Content starts
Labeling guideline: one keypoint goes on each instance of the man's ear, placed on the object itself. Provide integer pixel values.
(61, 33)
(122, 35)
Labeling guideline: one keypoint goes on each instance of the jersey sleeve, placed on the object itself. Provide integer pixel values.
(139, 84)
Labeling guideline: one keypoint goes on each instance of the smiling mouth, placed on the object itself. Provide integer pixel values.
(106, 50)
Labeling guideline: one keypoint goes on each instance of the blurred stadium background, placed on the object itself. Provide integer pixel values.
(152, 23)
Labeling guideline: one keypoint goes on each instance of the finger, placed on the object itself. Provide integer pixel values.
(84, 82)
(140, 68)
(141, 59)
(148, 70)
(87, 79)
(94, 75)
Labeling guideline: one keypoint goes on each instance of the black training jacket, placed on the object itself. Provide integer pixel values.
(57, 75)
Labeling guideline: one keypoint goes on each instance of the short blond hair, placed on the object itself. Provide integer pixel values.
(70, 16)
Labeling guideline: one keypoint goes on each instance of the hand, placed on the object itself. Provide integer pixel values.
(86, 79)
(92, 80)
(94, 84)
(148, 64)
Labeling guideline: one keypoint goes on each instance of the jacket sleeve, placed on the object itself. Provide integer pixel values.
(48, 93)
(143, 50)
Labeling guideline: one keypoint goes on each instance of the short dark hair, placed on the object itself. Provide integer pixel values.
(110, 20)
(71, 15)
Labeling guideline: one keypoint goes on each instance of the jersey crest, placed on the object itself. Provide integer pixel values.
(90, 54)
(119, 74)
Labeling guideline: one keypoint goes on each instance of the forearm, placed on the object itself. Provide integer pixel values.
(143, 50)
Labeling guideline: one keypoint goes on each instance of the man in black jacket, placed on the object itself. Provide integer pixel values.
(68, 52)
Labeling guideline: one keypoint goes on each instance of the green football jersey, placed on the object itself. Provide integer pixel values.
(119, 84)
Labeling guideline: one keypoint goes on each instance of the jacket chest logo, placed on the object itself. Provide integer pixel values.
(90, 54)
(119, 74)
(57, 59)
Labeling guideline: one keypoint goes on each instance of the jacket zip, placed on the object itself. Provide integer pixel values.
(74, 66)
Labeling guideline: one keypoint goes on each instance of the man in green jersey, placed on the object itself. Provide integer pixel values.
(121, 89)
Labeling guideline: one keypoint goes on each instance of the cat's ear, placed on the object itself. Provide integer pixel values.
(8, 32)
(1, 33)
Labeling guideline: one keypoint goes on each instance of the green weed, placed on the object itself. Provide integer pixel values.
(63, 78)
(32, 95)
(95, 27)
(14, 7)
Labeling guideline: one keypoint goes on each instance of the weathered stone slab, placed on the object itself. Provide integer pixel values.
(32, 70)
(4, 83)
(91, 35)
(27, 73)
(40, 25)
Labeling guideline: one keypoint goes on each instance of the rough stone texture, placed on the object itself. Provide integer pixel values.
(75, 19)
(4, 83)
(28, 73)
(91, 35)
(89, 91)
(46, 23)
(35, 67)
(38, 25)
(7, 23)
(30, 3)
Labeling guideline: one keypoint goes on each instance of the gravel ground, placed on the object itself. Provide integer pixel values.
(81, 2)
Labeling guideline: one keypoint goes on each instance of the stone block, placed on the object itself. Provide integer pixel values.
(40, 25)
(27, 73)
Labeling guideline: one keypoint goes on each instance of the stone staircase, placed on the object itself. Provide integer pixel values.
Content ends
Content starts
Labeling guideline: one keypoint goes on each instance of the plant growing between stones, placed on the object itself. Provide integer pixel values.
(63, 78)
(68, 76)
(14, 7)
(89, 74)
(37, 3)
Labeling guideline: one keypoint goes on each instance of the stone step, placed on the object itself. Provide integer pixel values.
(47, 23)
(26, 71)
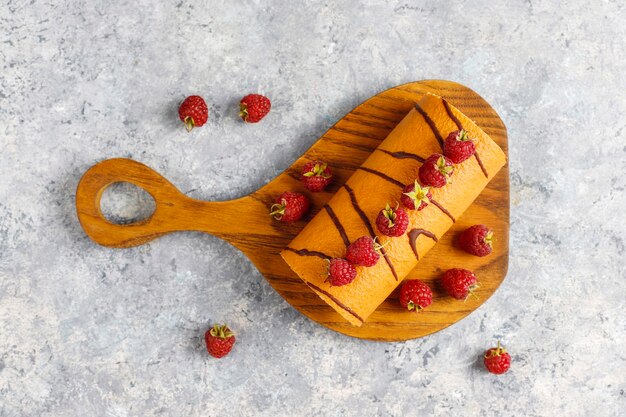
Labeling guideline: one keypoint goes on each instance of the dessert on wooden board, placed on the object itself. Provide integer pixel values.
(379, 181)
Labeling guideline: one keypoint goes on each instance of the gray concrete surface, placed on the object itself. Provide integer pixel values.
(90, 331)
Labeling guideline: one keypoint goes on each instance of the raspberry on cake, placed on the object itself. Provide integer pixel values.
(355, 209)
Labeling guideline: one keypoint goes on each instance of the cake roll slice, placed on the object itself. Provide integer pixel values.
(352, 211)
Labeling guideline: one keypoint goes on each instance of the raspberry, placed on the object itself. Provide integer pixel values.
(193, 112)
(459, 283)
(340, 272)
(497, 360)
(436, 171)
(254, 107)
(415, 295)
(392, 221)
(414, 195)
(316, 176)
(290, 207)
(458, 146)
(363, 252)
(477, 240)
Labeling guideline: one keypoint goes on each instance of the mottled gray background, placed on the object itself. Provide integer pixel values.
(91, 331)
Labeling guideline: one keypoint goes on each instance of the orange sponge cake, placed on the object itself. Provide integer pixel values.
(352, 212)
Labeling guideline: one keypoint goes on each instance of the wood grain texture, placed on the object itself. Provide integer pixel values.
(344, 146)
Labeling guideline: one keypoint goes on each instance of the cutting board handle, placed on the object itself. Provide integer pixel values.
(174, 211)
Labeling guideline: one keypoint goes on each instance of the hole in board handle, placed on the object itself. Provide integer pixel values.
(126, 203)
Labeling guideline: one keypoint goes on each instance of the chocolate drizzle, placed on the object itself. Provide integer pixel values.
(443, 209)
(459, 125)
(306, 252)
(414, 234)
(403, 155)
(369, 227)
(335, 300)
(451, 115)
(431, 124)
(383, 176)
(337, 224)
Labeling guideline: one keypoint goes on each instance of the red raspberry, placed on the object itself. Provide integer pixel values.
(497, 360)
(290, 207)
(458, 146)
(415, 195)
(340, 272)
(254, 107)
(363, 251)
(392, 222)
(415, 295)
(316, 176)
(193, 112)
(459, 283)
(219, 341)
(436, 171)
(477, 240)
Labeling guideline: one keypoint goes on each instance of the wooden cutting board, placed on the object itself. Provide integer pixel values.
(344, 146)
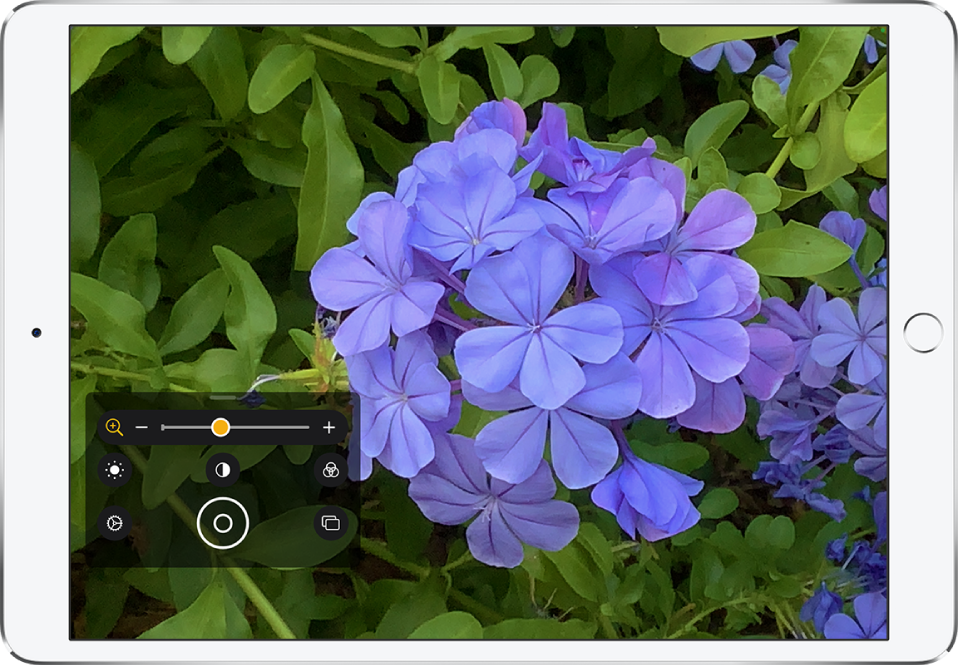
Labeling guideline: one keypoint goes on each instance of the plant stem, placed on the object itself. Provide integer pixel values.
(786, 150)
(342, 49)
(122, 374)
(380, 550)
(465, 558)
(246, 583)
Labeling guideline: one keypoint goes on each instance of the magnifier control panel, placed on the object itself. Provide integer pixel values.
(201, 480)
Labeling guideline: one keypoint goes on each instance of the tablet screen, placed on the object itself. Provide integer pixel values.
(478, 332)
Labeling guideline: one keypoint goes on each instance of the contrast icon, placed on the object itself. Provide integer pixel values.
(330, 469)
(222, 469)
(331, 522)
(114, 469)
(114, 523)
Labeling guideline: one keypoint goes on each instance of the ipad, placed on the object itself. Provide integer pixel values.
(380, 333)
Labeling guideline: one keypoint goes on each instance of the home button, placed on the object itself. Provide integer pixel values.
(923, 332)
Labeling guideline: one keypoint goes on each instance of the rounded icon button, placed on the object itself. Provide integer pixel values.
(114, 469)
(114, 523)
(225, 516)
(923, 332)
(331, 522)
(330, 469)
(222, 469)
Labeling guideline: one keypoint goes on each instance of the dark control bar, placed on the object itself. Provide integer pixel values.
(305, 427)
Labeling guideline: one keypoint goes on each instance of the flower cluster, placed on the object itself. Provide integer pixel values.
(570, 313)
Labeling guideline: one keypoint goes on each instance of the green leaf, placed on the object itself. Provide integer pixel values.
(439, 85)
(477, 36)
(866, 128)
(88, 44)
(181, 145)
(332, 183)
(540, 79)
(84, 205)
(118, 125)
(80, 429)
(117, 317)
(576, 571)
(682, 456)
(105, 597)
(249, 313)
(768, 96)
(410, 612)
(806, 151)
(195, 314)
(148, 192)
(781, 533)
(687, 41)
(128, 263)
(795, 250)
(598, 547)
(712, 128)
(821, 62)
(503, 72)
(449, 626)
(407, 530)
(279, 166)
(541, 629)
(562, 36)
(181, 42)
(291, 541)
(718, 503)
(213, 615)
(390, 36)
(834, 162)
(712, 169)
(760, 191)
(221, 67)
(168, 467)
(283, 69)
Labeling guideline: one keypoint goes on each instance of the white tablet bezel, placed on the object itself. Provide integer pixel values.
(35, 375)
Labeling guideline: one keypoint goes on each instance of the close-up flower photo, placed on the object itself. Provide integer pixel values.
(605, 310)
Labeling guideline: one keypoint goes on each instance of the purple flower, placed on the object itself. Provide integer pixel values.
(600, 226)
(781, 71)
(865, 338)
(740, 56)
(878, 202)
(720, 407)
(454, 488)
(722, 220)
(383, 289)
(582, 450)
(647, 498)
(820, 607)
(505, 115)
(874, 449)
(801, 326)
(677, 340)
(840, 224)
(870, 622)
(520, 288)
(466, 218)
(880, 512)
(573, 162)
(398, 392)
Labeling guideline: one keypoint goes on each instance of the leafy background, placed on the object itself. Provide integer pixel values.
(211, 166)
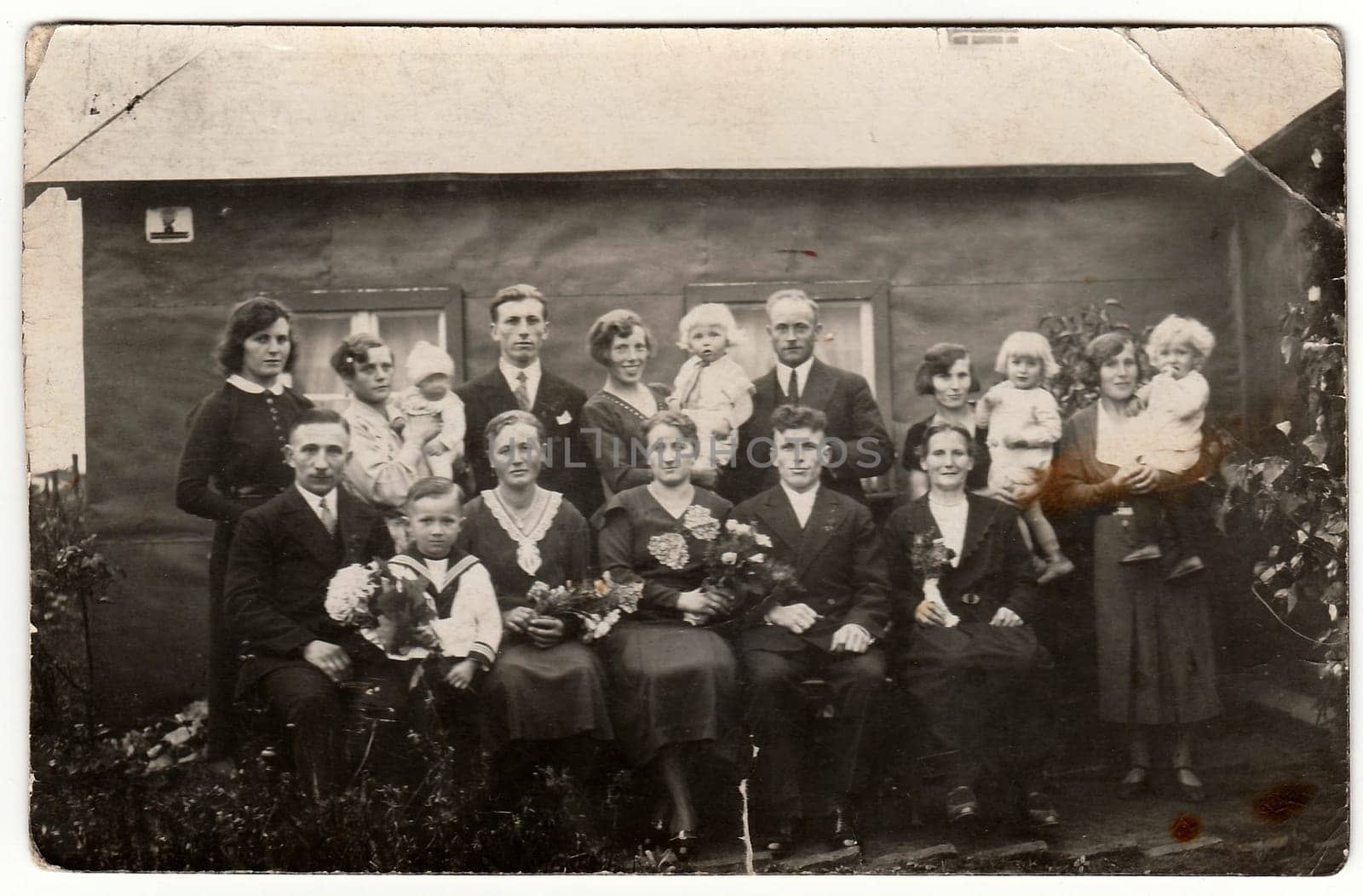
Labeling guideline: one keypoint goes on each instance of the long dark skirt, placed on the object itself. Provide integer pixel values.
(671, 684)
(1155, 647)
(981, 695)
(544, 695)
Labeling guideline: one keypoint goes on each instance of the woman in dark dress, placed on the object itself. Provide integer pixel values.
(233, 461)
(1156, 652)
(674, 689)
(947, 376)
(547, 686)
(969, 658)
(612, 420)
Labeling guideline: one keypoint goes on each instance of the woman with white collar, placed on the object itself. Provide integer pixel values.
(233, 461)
Content ends
Content starts
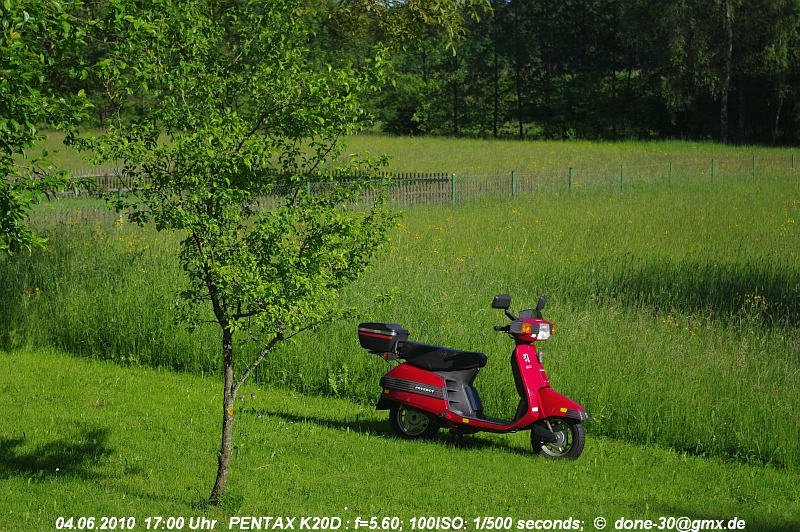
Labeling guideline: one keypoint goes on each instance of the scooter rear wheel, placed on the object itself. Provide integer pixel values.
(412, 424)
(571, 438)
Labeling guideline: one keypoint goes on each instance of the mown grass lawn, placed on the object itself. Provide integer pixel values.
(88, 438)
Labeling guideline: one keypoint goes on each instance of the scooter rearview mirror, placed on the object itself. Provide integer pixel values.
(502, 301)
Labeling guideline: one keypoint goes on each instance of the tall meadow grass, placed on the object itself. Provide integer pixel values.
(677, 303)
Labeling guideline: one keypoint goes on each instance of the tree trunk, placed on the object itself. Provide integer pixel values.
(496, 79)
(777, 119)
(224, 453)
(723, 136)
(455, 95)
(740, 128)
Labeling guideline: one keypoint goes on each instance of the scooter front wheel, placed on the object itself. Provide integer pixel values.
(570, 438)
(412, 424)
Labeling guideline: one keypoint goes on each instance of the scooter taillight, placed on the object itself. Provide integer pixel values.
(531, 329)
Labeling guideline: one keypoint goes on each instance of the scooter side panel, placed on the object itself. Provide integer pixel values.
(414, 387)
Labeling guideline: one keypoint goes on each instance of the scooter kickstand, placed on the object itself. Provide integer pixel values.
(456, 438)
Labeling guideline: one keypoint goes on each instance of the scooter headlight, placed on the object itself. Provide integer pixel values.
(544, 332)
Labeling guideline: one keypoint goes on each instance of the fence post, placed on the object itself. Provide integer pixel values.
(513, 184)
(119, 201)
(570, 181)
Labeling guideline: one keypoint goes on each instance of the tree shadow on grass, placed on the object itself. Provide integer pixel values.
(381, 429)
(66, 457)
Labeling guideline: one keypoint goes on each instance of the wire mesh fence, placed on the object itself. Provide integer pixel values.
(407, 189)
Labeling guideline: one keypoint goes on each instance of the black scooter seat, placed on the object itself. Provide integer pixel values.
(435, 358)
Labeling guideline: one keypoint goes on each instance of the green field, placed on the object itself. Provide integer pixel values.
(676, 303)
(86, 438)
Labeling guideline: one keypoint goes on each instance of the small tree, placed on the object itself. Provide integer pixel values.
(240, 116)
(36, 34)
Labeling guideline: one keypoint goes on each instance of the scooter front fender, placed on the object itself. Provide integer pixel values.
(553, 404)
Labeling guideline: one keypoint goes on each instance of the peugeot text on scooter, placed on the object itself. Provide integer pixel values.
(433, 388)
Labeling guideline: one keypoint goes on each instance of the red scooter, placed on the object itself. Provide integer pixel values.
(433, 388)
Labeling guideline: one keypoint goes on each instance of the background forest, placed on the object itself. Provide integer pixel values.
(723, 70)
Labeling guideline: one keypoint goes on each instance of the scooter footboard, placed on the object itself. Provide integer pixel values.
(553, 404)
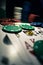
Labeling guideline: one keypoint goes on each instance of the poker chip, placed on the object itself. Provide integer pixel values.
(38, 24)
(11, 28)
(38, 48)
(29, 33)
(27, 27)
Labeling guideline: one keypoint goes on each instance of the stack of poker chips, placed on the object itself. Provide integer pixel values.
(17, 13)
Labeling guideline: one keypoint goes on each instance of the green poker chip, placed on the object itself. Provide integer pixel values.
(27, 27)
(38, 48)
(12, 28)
Content ends
*TASK DETAILS*. Which lines above run from the one containing "green weed, placed" down to the one containing "stone staircase, placed"? Repeat exactly those, both ends included, and nothing else.

*SOLVED EXERCISE*.
Labeling guideline: one keypoint goes on each instance of the green weed, placed on the object itself. Provide integer pixel values.
(63, 78)
(32, 95)
(95, 27)
(14, 7)
Labeling guideline: one keypoint goes on each instance of the weathered stone slab, placed on the object itself. Provide integer pixel values.
(32, 70)
(4, 83)
(91, 35)
(27, 73)
(40, 25)
Labeling guideline: one keypoint goes on each instance of the rough stone texture, placed on the object itself. Provide integer pixel values.
(75, 19)
(4, 83)
(28, 73)
(91, 35)
(89, 91)
(46, 23)
(35, 67)
(38, 25)
(7, 23)
(30, 3)
Labeling guideline: one keypoint goes on each instance of the gravel ground, placed on the object itself. Provide integer pixel values.
(81, 2)
Labeling guideline: one keypoint goes on each instance of the stone block, placed on the object itself. Provide integer pixel values.
(40, 25)
(27, 73)
Labeling guideline: one keypoint goes on each instance of the stone staircase, placed on the object itself. Provide integer pixel values.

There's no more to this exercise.